* **TASK GOAL**
Return, word for word, only the lines of the data below that lie between the line with "the car wheel" and the line with "the street lamp", those two lines included.
**** MATERIAL FOR THIS EXERCISE ****
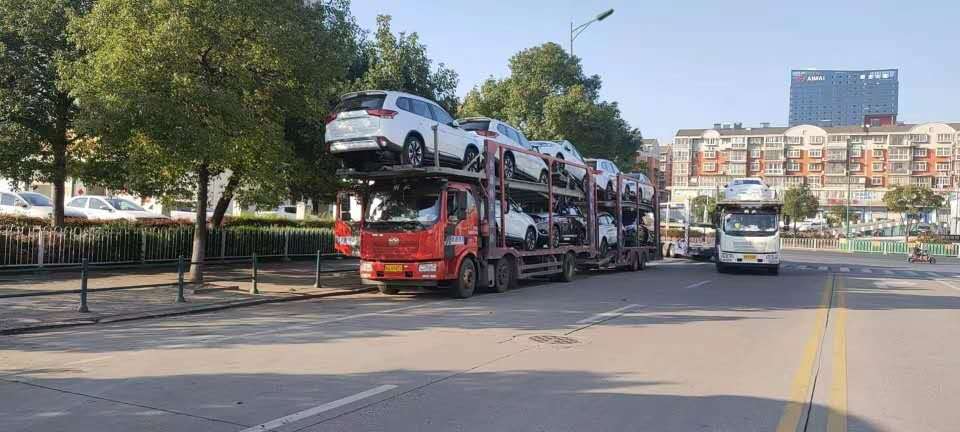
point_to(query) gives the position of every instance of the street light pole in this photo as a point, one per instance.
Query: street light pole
(575, 31)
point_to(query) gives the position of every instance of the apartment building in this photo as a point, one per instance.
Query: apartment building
(871, 159)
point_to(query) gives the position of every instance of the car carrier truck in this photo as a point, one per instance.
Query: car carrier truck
(437, 227)
(748, 227)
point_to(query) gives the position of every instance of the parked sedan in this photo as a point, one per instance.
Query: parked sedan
(373, 128)
(31, 204)
(517, 165)
(521, 228)
(110, 208)
(566, 151)
(606, 180)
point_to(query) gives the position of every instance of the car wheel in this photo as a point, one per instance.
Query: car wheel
(468, 156)
(530, 239)
(466, 281)
(413, 151)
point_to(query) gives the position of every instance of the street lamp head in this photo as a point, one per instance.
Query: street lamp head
(605, 14)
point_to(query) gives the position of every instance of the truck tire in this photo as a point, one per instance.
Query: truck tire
(503, 274)
(466, 282)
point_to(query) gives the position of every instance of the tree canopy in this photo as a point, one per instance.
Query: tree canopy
(548, 96)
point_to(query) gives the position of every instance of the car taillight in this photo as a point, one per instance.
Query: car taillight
(382, 113)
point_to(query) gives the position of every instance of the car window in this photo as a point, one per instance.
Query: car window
(97, 204)
(77, 202)
(440, 115)
(420, 108)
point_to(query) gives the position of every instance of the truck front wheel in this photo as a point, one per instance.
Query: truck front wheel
(466, 281)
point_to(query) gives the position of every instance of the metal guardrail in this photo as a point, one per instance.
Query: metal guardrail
(41, 246)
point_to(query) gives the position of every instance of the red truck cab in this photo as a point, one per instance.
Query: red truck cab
(422, 233)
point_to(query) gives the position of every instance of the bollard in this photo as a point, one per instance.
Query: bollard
(180, 267)
(316, 281)
(253, 286)
(83, 288)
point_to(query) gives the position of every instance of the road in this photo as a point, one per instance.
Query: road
(864, 344)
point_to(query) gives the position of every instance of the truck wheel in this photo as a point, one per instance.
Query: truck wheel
(567, 269)
(466, 281)
(503, 275)
(388, 290)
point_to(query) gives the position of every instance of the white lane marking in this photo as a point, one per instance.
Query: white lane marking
(282, 421)
(604, 315)
(701, 283)
(88, 360)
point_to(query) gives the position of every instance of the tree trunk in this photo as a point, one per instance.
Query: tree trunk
(200, 226)
(228, 192)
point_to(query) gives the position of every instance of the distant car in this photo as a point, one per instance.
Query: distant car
(110, 208)
(516, 165)
(521, 228)
(645, 186)
(31, 204)
(569, 226)
(606, 180)
(563, 150)
(369, 129)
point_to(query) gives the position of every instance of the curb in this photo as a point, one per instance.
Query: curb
(170, 313)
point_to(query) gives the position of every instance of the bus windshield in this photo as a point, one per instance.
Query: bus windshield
(750, 224)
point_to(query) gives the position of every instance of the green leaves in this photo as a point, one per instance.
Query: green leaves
(548, 96)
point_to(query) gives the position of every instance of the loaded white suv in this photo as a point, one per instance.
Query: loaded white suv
(373, 128)
(517, 165)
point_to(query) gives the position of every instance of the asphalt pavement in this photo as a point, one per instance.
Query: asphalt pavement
(825, 345)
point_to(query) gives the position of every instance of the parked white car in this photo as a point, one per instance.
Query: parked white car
(110, 208)
(31, 204)
(517, 165)
(521, 228)
(563, 150)
(373, 128)
(606, 180)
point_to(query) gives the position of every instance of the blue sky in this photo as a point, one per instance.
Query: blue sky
(689, 64)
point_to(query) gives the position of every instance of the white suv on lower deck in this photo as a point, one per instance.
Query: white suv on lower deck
(373, 128)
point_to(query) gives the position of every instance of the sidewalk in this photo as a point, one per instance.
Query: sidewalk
(278, 281)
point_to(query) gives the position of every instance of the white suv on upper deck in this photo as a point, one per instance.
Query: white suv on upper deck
(372, 128)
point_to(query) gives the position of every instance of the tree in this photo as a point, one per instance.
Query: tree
(37, 141)
(800, 203)
(182, 90)
(703, 208)
(548, 96)
(911, 201)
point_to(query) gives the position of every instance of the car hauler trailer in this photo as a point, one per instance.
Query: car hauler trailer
(748, 227)
(457, 229)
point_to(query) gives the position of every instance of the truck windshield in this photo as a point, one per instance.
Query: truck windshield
(405, 208)
(750, 224)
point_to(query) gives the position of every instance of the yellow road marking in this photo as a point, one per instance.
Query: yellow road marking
(803, 377)
(837, 417)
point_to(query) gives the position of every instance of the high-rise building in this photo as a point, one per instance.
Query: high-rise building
(829, 98)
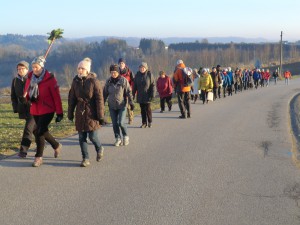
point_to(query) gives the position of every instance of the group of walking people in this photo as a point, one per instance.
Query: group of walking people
(35, 96)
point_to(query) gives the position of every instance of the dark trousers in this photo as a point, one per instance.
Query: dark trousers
(29, 128)
(184, 102)
(204, 96)
(146, 112)
(256, 83)
(163, 100)
(42, 133)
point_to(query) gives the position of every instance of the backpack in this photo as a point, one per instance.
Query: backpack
(187, 77)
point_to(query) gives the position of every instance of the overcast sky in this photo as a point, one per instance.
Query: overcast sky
(154, 18)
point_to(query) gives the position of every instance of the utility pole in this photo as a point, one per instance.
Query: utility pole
(280, 68)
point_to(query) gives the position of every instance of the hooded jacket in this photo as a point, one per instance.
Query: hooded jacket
(206, 82)
(86, 96)
(49, 100)
(117, 94)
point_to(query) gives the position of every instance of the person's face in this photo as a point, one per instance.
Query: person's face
(114, 74)
(122, 65)
(37, 69)
(142, 69)
(22, 70)
(82, 71)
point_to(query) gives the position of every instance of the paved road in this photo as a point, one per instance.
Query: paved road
(230, 164)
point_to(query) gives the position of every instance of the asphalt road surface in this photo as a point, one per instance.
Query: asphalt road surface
(230, 164)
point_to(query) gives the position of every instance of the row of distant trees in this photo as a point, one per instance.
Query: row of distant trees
(65, 56)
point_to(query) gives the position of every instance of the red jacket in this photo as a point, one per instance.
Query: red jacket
(49, 100)
(164, 87)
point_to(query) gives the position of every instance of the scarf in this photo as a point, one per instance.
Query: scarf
(34, 88)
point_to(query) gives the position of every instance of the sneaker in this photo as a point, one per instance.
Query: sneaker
(22, 155)
(143, 125)
(37, 162)
(57, 151)
(100, 154)
(85, 163)
(126, 140)
(118, 142)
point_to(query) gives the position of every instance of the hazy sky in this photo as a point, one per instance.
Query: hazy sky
(154, 18)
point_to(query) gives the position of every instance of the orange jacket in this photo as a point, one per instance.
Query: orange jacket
(178, 78)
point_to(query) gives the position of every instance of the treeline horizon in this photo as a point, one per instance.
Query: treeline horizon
(65, 55)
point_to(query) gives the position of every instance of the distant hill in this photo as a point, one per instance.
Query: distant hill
(39, 42)
(135, 41)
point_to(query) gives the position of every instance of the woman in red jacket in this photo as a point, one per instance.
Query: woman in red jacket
(165, 89)
(42, 90)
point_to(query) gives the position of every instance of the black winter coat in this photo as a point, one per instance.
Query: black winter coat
(144, 87)
(86, 95)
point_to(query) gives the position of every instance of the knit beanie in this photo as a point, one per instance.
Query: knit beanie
(23, 63)
(40, 60)
(114, 67)
(144, 64)
(85, 64)
(162, 73)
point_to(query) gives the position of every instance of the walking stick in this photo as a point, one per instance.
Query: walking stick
(54, 35)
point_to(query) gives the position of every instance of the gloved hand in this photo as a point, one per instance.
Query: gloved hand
(132, 107)
(59, 118)
(102, 121)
****
* **EXPECTED ANSWER**
point_to(query) gives the position of every instance of the car wheel in this photo as a point, one per instance.
Query: car wheel
(468, 156)
(530, 239)
(466, 281)
(413, 151)
point_to(query) gives the position of every instance of the street lamp head in this photo as a point, one per instance.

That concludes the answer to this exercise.